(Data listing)
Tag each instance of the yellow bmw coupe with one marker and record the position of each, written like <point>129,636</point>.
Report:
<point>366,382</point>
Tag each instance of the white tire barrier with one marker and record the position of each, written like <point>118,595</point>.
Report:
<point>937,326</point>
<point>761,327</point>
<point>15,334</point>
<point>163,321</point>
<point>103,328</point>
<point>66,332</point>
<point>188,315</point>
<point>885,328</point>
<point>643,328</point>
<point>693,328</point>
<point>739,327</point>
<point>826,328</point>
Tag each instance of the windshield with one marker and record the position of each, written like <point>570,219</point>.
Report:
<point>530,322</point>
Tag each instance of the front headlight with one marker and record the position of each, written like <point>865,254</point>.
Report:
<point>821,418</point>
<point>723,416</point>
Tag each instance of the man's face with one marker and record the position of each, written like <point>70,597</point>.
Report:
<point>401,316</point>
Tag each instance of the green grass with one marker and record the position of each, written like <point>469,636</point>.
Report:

Given exercise:
Write out the data listing above again, switching every "Tag" to "Mark" and leaving all other text unchanged.

Right answer:
Mark each instance of the yellow bmw coupe with one marker and record the position of each, written like <point>129,636</point>.
Report:
<point>366,382</point>
Mark each instance of the white tire barrier with one marker and record the position of each, written like <point>118,595</point>.
Report:
<point>937,326</point>
<point>761,327</point>
<point>15,334</point>
<point>163,321</point>
<point>103,328</point>
<point>66,332</point>
<point>188,315</point>
<point>885,328</point>
<point>643,328</point>
<point>693,328</point>
<point>739,327</point>
<point>826,328</point>
Mark each instance of the windshield with one marker and record the position of each, written like <point>570,219</point>.
Report:
<point>530,322</point>
Mark each instance of the front headlight with one marker and record the position of each, written like <point>865,254</point>.
Report:
<point>821,418</point>
<point>723,416</point>
Mark each instance of the man's face with one marker and record the position of each, written like <point>70,597</point>.
Report:
<point>401,316</point>
Mark each instance of the green grass with one marker and record the position of each, written like <point>469,636</point>.
Report:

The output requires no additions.